━━ Input for this task

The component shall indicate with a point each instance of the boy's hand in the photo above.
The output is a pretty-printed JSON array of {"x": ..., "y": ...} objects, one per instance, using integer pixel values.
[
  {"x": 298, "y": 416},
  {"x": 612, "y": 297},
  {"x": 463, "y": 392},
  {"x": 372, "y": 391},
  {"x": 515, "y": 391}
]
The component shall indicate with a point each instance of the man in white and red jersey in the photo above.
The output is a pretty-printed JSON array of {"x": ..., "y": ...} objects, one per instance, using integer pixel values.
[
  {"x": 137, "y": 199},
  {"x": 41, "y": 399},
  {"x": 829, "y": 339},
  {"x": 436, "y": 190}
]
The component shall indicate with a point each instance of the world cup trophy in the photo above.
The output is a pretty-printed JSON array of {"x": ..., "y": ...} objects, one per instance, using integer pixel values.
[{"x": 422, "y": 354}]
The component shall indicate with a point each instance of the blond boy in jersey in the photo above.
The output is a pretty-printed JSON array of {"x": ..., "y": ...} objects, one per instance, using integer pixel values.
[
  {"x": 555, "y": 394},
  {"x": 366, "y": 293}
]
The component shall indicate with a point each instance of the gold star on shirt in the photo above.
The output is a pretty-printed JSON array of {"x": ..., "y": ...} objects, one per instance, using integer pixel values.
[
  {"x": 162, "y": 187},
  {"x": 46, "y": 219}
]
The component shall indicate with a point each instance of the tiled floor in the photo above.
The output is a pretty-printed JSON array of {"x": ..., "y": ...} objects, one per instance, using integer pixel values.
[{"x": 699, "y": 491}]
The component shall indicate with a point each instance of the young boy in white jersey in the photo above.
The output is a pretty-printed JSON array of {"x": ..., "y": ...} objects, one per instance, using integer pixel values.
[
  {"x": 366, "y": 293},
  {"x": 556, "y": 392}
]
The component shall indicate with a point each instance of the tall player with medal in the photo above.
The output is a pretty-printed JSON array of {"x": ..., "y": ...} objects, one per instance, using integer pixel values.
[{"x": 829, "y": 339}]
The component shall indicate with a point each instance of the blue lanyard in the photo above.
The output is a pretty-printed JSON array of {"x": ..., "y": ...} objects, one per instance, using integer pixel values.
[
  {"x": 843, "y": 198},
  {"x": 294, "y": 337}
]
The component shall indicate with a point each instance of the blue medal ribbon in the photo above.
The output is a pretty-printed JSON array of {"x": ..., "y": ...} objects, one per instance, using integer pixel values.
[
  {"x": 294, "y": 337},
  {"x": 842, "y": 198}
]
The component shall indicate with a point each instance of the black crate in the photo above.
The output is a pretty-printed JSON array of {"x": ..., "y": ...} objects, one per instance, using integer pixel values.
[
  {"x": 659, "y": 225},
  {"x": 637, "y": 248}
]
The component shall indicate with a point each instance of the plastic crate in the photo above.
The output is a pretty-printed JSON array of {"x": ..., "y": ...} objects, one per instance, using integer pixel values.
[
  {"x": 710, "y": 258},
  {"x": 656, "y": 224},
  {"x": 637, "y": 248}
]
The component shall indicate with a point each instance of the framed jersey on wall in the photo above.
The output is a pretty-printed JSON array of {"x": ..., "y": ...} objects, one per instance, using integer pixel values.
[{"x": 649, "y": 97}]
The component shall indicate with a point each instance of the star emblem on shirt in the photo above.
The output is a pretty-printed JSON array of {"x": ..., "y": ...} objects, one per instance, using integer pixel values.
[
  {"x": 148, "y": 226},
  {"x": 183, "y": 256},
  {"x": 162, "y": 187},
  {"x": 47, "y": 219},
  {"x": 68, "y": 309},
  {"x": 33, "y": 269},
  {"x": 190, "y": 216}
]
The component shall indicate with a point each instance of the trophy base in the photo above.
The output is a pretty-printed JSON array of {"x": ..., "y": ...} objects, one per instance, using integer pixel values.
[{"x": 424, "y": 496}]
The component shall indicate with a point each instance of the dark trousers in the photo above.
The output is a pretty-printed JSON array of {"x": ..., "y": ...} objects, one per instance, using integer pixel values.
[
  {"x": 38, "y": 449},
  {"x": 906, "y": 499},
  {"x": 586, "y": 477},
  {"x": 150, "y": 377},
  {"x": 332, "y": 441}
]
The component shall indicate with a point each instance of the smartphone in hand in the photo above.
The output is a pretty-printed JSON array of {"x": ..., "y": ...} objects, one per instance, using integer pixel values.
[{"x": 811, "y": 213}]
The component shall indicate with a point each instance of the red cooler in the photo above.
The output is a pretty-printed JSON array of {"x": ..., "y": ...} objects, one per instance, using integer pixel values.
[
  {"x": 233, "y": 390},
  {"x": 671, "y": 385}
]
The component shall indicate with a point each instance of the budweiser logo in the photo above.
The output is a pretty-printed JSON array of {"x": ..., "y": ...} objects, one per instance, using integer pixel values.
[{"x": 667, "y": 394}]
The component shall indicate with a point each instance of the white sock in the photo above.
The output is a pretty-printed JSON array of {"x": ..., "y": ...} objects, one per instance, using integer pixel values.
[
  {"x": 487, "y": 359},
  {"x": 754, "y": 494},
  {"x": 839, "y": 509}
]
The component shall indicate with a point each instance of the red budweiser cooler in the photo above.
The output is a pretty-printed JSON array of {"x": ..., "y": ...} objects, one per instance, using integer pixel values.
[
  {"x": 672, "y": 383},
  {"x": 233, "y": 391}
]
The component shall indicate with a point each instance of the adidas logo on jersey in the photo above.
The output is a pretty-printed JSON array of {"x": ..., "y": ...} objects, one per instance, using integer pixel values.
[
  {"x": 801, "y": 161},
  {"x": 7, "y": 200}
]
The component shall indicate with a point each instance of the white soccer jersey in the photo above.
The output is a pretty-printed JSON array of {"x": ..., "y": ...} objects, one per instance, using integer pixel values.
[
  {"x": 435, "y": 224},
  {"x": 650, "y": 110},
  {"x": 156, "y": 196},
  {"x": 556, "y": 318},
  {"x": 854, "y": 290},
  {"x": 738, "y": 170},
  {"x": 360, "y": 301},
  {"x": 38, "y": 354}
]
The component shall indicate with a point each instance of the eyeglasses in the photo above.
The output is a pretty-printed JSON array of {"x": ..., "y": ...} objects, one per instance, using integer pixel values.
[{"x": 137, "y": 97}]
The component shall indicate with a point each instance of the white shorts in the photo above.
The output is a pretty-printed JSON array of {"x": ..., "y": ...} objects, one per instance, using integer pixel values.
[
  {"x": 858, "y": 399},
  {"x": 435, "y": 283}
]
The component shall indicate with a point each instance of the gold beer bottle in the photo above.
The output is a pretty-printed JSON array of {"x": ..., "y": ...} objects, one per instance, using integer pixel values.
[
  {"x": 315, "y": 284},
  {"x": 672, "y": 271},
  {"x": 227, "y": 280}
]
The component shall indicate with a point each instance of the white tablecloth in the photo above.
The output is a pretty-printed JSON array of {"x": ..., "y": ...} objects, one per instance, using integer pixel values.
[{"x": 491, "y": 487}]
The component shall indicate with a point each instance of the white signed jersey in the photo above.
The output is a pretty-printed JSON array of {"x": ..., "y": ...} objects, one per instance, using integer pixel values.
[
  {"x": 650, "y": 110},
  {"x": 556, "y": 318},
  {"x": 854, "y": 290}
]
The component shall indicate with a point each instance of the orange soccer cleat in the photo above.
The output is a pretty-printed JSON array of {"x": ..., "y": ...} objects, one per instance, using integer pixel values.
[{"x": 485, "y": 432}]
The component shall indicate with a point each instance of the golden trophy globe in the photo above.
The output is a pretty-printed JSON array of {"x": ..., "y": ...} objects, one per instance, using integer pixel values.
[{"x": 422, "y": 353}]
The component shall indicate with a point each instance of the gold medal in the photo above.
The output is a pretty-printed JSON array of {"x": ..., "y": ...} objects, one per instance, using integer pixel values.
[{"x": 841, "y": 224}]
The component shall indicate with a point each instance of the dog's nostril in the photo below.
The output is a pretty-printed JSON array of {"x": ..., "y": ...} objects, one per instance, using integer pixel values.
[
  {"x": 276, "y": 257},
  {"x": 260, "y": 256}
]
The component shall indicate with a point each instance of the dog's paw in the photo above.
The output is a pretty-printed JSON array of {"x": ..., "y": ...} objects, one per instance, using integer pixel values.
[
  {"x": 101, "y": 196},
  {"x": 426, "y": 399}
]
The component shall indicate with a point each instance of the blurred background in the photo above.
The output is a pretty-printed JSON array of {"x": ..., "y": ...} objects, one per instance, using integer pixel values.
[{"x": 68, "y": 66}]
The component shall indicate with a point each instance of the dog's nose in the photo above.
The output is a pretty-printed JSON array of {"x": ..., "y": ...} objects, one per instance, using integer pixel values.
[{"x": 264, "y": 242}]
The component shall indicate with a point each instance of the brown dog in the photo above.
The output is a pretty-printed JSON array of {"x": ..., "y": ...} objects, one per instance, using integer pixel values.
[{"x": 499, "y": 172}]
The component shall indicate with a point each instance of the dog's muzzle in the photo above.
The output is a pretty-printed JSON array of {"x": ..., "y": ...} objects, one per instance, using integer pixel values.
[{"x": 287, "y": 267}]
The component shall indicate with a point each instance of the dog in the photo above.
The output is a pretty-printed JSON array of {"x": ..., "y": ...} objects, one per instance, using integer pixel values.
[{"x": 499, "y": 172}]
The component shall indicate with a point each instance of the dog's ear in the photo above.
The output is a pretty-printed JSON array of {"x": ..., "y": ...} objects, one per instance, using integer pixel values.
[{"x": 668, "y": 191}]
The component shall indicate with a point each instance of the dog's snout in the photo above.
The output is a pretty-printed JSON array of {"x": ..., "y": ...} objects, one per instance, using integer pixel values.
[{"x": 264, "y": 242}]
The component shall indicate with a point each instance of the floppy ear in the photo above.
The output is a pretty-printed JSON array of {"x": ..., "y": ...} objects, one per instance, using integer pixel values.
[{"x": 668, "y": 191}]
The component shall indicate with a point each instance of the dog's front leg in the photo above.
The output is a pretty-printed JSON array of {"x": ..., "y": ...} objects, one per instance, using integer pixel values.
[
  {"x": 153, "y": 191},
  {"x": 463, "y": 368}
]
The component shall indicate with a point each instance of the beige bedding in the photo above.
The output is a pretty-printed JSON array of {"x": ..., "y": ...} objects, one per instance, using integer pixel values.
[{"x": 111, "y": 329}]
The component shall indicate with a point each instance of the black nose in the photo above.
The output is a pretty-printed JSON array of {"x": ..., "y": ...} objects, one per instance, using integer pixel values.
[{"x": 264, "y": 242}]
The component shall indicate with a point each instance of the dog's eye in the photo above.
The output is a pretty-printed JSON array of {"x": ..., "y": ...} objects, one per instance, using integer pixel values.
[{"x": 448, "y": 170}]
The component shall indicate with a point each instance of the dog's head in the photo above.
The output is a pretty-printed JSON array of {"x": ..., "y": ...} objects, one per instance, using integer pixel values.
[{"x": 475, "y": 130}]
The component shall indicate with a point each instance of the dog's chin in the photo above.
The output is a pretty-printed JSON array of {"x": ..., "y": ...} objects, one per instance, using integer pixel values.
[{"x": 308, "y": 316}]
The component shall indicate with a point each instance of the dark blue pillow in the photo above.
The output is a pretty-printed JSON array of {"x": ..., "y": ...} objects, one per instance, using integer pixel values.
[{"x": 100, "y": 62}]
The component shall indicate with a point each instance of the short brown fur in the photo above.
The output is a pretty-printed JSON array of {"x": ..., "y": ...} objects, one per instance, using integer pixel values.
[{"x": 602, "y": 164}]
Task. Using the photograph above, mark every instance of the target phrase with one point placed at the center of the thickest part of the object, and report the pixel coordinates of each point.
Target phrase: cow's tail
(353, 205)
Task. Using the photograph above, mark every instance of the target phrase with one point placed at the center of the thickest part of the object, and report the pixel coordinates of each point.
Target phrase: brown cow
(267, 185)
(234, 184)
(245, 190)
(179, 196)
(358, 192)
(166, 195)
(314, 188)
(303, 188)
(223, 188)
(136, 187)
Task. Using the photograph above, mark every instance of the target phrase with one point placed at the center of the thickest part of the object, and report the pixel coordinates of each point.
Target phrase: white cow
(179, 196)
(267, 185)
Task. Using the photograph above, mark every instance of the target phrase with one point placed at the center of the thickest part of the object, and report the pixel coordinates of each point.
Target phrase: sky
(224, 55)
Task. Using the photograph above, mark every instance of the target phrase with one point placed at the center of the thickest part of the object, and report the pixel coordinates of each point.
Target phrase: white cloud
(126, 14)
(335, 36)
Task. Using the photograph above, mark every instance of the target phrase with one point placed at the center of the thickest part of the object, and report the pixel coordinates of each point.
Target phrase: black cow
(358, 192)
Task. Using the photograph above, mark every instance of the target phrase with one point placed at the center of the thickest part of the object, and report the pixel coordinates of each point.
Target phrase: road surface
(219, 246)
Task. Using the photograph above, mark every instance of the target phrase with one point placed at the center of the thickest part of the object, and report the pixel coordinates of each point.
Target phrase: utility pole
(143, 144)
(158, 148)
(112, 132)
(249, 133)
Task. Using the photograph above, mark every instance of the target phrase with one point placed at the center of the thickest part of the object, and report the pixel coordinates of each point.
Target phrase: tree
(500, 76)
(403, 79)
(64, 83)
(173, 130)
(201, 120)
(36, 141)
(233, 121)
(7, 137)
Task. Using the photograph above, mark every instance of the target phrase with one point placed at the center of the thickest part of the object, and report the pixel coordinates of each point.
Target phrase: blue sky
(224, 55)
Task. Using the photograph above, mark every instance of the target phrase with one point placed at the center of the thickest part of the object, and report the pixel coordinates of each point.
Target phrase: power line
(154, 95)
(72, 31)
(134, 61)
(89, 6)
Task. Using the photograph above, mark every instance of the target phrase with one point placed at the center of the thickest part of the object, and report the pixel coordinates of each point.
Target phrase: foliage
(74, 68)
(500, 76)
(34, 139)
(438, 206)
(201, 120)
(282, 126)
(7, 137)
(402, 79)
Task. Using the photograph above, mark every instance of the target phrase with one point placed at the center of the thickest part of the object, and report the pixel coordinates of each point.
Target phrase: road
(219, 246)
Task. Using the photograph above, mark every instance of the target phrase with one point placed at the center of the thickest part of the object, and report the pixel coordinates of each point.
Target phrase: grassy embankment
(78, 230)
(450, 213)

━━━━

◆ What to do
What you give back should be exactly the lines of the data above from the line with "tablecloth in the photo above." through the line with "dog's nose in the photo above.", both of those included, and nothing more.

◆ Result of this exercise
The component shall indicate with a point each instance of the white tablecloth in the photo above.
The output is a pretty-printed JSON array of {"x": ..., "y": ...} objects, one per instance, using integer pixel values.
[{"x": 491, "y": 487}]
The component shall indicate with a point each instance of the white signed jersey in the photo above.
The output is a pretty-printed JSON array of {"x": ..., "y": ...} objects, one per instance, using integer pixel values.
[
  {"x": 650, "y": 110},
  {"x": 556, "y": 318},
  {"x": 854, "y": 290}
]
The component shall indicate with a point each instance of the orange soccer cleat in the photo above.
The output is a pretty-printed JSON array of {"x": ..., "y": ...} objects, one per instance, using integer pixel values.
[{"x": 485, "y": 432}]
The component shall indicate with a point each instance of the golden trophy globe in the photo above.
The output is a pretty-printed JSON array of {"x": ..., "y": ...} objects, one per instance, using integer pixel values.
[{"x": 422, "y": 353}]
The component shall indicate with a point each instance of the gold medal in the photo above.
The output is a pretty-printed JSON array of {"x": ..., "y": ...} objects, one per instance, using integer pixel values.
[{"x": 841, "y": 224}]
The component shall indicate with a point each instance of the dog's nostril in the photo below.
The output is a pretty-printed JSON array of {"x": ..., "y": ...} objects, one per instance, using integer pixel values.
[
  {"x": 276, "y": 257},
  {"x": 260, "y": 256}
]
The component shall indicate with a point each instance of the dog's paw in the photo above.
The output is a pretty-printed JSON array of {"x": ..., "y": ...} objects, one per instance, using integer pixel values.
[
  {"x": 101, "y": 196},
  {"x": 426, "y": 399}
]
The component shall indicate with a point each instance of the blurred background in the photo above.
The output is a pretty-printed JSON array of {"x": ..., "y": ...} objects, one per instance, using integer pixel values.
[{"x": 68, "y": 66}]
The component shall indicate with a point each instance of the dog's nose in the photo above.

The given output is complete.